Selected text:
■ ■ ■ ■ ■ ■ ■
So is all well with the NHS now? As one of the biggest industries in the country, with annual turnover of around pounds 40bn, and the lives of the nation dependent on it, the health of our health service matters. But as the facts and figures on health funding were traded back and forth all week, the picture that emerged was baffling. The BMA regales us regularly with horror stories about underfunding. And our own experience reminds us of the long waits at casualty departments, the operations cancelled and the haggard junior doctors who tend to us after working through the night.

Yet government figures show that health spending has indeed gone up in real terms since 1979. Even more significant, health care's share of the national cake has gone up since 1979 as well: from 4.6 per cent to 5.6 per cent. So what on earth is going on?

Part of the explanation lies in the fact that spending on health care needs to go up each year for care provision to stand still.

Not surprisingly, productivity doesn't go up within the NHS at the same rate as it does elsewhere in the economy. Technology and efficiency improvements may mean a factory worker can produce more toys in a day but a nurse can still only look after the same number of patients.

In the private sector, employees reap the benefits of their productivity gains through higher wages. In the NHS there are fewer productivity gains to be distributed, but doctors' and nurses' pay still has to keep up with the rest of the economy or no one will want to do the job.

Moreover, we demand more of our NHS every year. The greying of the population is taking its toll on health bills. In general, 70-year-olds are more expensive to keep healthy than 40-year-olds, so as the number of 70-year-olds goes up, the demand for health care increases.

Second, as science advances, new treatments emerge. In theory, that could create savings or push costs up, depending on the nature of the treatment. In practice over the past decade or so, improving medical technology for cancer treatments has pushed bills upwards.

The result of all this is that the NHS has needed a real increase in funding every year to match supply with demand. When Mr Clarke's heavy hand closed the public purse this year in pursuit of tax cuts, it wasn't surprising that the hospitals couldn't cope.
■ ■ ■ ■ ■ ■ ■
Required action 1: From the NHS funding article, reproduce word for word the passage that opens with the words containing "Not surprisingly, productivity" and closes with "health care increases.".
Required action 2: Extend the NHS funding article with the next section, starting after its final sentence.
■ ■ ■ ■ ■ ■ ■
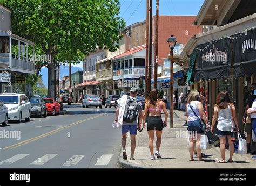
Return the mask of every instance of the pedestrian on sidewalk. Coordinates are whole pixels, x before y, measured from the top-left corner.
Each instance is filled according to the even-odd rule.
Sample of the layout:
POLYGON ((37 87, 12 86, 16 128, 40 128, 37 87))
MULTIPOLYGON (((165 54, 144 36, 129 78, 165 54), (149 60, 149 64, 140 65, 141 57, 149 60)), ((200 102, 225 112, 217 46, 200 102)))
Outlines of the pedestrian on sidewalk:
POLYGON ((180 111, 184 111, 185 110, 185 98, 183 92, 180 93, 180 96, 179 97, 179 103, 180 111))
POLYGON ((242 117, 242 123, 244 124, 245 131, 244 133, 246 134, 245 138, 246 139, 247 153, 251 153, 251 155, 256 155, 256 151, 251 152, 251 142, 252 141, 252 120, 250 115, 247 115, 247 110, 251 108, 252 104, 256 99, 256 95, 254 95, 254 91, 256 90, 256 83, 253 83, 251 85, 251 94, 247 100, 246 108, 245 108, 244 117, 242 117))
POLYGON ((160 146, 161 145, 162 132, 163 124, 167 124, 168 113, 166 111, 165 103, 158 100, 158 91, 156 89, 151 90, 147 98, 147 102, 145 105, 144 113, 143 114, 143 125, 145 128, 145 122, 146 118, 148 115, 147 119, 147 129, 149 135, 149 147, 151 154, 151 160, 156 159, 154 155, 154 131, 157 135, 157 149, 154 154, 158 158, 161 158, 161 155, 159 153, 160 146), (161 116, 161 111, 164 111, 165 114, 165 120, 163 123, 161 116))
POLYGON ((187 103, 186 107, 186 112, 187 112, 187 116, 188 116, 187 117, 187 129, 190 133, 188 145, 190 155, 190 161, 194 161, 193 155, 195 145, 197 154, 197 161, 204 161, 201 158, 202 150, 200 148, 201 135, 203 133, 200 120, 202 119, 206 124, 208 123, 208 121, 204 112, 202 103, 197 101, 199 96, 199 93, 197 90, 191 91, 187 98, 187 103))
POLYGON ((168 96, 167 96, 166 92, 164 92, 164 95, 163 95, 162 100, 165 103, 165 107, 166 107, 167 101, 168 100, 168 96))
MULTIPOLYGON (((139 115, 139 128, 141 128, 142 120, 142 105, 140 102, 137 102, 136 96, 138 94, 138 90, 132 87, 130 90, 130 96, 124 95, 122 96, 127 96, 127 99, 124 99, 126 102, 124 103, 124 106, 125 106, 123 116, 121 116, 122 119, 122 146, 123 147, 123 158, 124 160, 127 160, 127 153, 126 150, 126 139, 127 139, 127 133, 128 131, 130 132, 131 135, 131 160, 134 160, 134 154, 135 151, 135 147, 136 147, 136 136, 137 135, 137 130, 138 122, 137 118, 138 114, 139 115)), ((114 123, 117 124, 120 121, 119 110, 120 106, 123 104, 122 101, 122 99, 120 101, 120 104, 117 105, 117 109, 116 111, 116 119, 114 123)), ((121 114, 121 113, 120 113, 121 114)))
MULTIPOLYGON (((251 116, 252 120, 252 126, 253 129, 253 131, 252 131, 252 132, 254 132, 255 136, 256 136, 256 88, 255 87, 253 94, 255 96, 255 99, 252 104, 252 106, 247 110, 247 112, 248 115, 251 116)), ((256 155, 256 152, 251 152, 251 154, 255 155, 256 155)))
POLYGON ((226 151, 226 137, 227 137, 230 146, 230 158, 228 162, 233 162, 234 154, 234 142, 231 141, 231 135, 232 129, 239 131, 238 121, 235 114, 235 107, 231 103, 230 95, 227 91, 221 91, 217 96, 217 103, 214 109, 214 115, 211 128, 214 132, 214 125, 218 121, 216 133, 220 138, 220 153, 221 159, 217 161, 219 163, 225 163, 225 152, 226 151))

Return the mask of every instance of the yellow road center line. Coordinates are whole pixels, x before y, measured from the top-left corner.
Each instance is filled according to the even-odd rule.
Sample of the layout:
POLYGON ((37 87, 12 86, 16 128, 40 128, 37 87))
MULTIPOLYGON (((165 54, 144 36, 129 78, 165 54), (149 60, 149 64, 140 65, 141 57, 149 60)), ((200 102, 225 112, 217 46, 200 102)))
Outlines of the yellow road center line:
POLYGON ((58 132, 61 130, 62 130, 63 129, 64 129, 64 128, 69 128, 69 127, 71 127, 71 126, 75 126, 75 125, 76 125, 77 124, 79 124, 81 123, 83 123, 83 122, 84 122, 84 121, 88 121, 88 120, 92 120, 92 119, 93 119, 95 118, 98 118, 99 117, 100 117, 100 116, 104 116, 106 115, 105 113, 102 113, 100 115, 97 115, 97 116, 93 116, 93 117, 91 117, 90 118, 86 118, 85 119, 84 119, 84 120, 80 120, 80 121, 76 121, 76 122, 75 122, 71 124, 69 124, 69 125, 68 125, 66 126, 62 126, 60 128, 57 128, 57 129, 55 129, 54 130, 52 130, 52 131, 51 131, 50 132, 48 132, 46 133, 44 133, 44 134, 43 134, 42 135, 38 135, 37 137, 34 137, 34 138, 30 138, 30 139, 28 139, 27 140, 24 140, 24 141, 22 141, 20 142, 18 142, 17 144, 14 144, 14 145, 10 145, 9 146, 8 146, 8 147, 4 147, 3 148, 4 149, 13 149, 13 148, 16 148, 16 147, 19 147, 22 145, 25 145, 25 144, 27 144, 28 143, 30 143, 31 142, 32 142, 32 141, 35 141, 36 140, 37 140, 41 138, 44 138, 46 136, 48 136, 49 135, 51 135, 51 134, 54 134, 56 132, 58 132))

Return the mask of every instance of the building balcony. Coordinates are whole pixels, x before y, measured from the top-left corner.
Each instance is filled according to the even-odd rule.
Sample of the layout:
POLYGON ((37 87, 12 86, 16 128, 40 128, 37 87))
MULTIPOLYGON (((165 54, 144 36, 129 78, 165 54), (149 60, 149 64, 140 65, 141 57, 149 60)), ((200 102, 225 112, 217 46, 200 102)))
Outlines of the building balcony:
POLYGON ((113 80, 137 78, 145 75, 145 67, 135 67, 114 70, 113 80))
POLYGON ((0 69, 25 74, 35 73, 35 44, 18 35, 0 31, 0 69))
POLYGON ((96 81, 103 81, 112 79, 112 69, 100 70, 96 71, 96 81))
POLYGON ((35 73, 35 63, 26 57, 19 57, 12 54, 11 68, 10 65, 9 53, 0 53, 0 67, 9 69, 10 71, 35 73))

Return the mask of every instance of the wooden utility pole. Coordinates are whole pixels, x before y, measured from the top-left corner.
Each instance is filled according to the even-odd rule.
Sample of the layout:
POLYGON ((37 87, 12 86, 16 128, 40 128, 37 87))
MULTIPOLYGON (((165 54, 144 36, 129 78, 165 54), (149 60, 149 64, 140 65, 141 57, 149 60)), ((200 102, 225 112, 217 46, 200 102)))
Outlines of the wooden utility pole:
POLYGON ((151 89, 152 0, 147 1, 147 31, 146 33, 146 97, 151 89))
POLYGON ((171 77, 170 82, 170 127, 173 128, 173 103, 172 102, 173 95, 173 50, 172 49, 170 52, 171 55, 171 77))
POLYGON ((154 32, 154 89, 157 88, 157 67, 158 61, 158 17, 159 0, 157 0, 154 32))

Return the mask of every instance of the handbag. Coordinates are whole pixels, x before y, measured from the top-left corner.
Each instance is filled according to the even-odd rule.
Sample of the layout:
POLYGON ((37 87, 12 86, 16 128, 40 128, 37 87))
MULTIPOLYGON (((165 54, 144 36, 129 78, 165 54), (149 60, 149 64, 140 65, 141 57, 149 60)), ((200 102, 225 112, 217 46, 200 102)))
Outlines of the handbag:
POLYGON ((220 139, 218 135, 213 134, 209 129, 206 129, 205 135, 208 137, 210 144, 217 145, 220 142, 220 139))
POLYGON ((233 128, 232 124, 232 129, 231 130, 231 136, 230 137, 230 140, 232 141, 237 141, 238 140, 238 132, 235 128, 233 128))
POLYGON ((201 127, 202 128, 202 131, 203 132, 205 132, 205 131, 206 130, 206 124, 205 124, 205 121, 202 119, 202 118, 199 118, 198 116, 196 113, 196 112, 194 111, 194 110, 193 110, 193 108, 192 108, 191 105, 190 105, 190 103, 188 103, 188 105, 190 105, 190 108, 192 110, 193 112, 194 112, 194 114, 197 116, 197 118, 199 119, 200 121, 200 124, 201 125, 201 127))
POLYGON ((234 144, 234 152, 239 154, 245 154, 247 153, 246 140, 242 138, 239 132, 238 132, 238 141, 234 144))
■ ■ ■ ■ ■ ■ ■
Exercise output 1:
Not surprisingly, productivity doesn't go up within the NHS at the same rate as it does elsewhere in the economy. Technology and efficiency improvements may mean a factory worker can produce more toys in a day but a nurse can still only look after the same number of patients.

In the private sector, employees reap the benefits of their productivity gains through higher wages. In the NHS there are fewer productivity gains to be distributed, but doctors' and nurses' pay still has to keep up with the rest of the economy or no one will want to do the job.

Moreover, we demand more of our NHS every year. The greying of the population is taking its toll on health bills. In general, 70-year-olds are more expensive to keep healthy than 40-year-olds, so as the number of 70-year-olds goes up, the demand for health care increases.

Exercise output 2:
But for all the squabbles this year, there is no convincing practical reason why NHS funding should be facing a longer-term crisis. NHS needs may grow each year, but usually the economy grows too. So long as the NHS keeps hold of its 5.6 per cent of the national cake each year, it will pick up a real increase in funding most of the time. The ageing population and advancing technology shouldn't require any more than that. And if burgeoning health bureaucracy can be cut, there could be extra resources within existing budgets.

The real pressure on our health services is political, not practical. We are patients no longer; in fact we are impatient with long waits in a drab doctor's waiting room, and with the length of specialist waiting lists. We don't expect to wait for three hours in line at the supermarket checkout, so why should we do so in a casualty department. But we forget that the comforts we take for granted elsewhere in our lives have to be paid for.

According to many economists, health, like education, is a luxury good. The wealthier people become, the higher the share of their income they are prepared to spend on it. And if the state won't do it for them, they will do it themselves, by purchasing additional private insurance. Those who advocate higher state spending on the NHS argue that this is exactly what taxpayers want; 1p on income tax for health care would - they claim - be a vote winner.

But there is a troubling flaw in this argument. People who purchase private health insurance are not necessarily prepared to pay for better health services for everyone.

The real crisis in the NHS is not about pounds 300m here or there this year, or even about the elderly or modern technology. It is that a growing middle class will demand better care for themselves while refusing to pay for it for everyone else.